Task brief: Repeat the records below word for word, but start at the line that contains "target | white shelf", stop after the last line, and include nothing else.

#### Data provided ####

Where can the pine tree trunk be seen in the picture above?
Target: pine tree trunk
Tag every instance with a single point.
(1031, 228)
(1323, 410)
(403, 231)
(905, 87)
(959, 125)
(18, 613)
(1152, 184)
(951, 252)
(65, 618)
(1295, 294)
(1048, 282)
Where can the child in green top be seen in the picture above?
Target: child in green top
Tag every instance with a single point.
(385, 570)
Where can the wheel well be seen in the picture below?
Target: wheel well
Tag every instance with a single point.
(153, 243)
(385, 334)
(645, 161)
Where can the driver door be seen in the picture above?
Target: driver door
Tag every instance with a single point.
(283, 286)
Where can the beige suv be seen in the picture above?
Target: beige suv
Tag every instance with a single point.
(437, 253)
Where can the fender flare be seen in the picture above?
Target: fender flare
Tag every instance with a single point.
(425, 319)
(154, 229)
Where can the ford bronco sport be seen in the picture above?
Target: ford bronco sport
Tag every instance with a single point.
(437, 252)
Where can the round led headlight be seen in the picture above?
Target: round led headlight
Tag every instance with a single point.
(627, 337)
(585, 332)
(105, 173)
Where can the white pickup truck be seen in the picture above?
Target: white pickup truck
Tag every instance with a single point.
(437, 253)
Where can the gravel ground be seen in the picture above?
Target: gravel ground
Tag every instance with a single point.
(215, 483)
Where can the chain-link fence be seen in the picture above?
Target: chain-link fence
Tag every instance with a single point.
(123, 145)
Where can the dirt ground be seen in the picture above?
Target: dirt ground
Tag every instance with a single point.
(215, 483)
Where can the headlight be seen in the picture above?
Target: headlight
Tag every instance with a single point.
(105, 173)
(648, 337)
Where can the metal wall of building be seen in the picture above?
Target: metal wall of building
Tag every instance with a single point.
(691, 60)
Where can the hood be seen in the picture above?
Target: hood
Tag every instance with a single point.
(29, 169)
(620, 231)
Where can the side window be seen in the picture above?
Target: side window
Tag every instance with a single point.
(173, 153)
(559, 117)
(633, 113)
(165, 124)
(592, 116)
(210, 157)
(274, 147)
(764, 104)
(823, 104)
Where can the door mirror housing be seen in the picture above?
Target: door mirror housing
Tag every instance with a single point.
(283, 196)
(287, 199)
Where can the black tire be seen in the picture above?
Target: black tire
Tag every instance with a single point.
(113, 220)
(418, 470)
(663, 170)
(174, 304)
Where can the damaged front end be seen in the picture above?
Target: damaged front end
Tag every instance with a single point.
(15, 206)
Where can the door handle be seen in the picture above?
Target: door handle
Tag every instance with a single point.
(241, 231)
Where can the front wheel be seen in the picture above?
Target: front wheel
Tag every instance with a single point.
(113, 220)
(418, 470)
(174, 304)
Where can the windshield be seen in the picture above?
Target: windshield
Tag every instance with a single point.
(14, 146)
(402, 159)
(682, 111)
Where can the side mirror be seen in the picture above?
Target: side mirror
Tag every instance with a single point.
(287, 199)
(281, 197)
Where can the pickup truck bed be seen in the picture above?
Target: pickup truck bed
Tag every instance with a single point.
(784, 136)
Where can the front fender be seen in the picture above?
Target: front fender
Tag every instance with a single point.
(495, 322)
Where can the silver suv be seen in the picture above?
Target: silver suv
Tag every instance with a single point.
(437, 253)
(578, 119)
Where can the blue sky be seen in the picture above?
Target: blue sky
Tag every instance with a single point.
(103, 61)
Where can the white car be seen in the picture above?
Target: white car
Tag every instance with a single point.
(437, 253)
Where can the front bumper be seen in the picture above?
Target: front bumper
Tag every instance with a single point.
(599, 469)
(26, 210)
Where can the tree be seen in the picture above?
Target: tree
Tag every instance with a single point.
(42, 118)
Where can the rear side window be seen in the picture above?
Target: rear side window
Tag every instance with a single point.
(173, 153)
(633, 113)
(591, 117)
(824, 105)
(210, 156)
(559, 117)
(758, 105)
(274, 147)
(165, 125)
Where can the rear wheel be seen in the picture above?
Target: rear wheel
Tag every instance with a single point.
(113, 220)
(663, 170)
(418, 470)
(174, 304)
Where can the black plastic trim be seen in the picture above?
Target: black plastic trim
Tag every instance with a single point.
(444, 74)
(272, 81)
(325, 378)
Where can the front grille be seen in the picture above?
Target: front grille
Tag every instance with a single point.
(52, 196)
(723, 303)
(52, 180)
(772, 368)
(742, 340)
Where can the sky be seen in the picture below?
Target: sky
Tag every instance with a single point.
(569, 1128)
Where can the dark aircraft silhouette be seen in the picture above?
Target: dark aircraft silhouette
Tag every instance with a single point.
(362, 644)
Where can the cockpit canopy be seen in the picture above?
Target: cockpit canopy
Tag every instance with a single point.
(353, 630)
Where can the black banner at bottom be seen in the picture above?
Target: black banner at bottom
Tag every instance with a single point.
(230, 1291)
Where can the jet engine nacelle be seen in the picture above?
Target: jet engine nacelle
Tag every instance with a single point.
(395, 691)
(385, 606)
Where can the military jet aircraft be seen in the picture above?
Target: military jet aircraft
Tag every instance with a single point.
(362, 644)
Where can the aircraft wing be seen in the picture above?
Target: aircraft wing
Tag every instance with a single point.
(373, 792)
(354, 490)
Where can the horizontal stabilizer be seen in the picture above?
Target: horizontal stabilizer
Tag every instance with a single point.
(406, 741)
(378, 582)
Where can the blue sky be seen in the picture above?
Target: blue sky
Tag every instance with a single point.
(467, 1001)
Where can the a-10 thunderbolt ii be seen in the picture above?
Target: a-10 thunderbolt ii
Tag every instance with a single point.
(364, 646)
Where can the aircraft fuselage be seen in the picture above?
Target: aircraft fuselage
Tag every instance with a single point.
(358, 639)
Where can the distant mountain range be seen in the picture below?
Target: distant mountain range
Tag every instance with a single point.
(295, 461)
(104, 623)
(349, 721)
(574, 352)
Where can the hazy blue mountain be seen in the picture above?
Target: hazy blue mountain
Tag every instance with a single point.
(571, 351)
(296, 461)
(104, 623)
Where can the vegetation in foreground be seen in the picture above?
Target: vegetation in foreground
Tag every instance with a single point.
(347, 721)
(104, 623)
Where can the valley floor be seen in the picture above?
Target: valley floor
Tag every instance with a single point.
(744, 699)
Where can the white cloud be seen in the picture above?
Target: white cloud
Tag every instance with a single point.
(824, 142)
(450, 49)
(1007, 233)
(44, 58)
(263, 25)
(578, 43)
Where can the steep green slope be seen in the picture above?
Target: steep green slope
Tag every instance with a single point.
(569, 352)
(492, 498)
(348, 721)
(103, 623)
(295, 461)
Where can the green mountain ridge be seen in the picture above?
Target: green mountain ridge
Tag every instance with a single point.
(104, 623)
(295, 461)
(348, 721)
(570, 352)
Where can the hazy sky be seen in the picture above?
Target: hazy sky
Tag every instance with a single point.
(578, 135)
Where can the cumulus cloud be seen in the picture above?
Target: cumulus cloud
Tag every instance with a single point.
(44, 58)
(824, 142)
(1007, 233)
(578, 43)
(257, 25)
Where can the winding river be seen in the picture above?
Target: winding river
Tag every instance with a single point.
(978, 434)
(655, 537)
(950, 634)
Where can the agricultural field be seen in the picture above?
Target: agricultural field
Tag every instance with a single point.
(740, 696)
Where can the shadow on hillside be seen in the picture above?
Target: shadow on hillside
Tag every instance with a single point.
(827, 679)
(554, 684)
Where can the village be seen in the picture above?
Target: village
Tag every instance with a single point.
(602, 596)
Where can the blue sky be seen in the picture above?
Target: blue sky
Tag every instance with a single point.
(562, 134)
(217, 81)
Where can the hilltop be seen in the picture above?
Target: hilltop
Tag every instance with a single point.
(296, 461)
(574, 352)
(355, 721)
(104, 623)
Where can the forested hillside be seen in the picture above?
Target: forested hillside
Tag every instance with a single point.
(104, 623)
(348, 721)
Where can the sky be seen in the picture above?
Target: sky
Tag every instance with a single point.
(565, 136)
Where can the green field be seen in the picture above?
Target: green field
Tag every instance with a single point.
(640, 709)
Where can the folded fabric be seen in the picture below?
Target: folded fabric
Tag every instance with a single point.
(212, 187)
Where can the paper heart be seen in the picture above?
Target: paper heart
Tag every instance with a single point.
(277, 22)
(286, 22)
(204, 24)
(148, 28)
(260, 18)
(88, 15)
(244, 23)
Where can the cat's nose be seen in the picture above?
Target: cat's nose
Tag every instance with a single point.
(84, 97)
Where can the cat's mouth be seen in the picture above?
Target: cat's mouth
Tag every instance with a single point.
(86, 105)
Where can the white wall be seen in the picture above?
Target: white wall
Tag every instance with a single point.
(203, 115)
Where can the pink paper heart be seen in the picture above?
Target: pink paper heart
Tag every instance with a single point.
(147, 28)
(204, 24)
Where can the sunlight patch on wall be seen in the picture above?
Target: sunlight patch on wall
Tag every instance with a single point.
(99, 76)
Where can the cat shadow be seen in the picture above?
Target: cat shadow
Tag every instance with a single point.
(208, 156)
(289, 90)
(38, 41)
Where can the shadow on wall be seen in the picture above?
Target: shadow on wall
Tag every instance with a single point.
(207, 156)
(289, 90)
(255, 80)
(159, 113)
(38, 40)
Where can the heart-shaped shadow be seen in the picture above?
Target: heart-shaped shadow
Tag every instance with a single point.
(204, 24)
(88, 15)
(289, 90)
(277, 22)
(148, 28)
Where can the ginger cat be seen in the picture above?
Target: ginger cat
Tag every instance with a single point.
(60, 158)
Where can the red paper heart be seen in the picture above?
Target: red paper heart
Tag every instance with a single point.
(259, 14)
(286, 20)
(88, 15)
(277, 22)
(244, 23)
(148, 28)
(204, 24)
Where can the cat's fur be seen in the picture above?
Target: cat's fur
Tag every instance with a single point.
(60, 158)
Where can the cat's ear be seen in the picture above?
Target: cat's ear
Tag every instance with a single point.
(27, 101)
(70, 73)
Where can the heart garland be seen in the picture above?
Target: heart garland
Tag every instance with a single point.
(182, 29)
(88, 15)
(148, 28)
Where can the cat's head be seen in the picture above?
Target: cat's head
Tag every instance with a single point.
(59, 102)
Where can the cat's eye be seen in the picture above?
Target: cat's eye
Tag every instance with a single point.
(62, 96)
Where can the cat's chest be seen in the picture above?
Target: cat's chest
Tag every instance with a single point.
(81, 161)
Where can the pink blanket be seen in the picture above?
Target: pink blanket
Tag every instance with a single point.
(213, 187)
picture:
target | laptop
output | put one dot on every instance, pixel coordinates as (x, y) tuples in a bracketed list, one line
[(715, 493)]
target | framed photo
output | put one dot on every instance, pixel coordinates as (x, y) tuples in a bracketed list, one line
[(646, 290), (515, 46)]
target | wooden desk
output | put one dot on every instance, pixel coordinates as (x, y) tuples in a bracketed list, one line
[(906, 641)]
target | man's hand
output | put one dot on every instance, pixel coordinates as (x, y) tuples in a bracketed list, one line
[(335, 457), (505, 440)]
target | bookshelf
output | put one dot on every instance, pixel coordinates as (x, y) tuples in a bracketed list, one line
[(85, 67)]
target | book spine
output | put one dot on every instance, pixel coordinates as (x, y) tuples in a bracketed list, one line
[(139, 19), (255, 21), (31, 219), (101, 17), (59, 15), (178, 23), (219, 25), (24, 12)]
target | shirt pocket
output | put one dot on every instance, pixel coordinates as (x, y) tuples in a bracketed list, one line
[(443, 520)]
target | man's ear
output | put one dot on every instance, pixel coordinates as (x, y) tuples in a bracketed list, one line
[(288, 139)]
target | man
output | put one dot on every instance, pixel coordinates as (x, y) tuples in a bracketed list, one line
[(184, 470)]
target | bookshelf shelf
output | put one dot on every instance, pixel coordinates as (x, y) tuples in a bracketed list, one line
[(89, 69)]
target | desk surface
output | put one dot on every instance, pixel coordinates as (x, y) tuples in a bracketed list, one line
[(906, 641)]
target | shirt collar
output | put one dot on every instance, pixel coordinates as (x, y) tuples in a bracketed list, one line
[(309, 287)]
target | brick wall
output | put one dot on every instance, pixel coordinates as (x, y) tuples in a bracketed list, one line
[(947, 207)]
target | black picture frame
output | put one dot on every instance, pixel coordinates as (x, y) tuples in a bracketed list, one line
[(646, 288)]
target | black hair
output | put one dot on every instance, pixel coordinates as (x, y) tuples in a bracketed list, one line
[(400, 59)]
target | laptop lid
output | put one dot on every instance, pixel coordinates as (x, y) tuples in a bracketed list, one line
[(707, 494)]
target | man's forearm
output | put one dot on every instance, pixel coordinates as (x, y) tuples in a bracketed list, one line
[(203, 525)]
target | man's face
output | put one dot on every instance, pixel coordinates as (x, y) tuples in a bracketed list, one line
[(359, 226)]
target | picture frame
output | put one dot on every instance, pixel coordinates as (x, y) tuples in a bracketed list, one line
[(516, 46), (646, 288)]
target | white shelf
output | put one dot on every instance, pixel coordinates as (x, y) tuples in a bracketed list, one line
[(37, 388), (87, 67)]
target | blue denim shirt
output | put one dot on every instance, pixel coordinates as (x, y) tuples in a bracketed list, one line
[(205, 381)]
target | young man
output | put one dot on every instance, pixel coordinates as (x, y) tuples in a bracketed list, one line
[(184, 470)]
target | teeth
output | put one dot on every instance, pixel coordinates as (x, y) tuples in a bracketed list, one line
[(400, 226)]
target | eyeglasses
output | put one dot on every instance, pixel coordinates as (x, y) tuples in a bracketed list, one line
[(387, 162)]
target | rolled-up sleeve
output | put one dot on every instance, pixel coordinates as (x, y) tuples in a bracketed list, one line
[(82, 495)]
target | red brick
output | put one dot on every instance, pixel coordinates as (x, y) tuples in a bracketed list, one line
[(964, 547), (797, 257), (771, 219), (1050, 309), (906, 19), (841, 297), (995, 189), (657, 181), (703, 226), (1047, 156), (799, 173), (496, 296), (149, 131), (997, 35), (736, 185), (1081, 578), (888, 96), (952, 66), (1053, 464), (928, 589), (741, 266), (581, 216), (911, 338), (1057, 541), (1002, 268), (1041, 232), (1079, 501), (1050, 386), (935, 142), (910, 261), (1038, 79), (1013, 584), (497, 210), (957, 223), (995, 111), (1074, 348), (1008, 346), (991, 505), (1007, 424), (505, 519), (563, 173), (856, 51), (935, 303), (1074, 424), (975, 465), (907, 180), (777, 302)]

####

Result below:
target | white shelf
output | put one dot on every instance, pixel coordinates as (x, y) tuples in a bracketed list, one line
[(37, 388), (87, 67)]
target | blue denim shirt
output | put one dot on every instance, pixel coordinates as (x, y) tuples in a bracketed list, one line
[(205, 381)]
target | young man
output | put one dot on every instance, pixel coordinates as (x, y) tuples in a bracketed list, one line
[(184, 470)]
target | teeth
output | put one dot on every instance, pixel coordinates as (x, y) tuples in a bracketed list, one line
[(400, 226)]
target | eyeglasses
output | put one dot on every instance, pixel coordinates as (x, y) tuples in a bracketed list, one line
[(387, 162)]
target | rolled-up sleeve
output | put one dot on every instance, pixel coordinates as (x, y) tuples in a bracketed list, one line
[(82, 495)]
target | red brick
output | put one dot on every instance, pixel coordinates as (x, y) tuples in a bracketed list, one line
[(964, 547), (797, 257), (771, 219), (1050, 309), (906, 19), (841, 297), (995, 189), (657, 181), (703, 226), (1047, 156), (799, 173), (496, 296), (149, 131), (997, 35), (736, 185), (1081, 578), (888, 96), (952, 66), (1053, 464), (928, 589), (741, 266), (581, 216), (911, 338), (1057, 541), (1002, 268), (1041, 232), (1079, 501), (1050, 386), (935, 142), (910, 261), (1038, 79), (1013, 584), (497, 210), (957, 223), (995, 111), (1074, 348), (1008, 346), (991, 505), (1007, 424), (505, 519), (563, 173), (856, 51), (935, 303), (1074, 424), (975, 465), (907, 180), (777, 302)]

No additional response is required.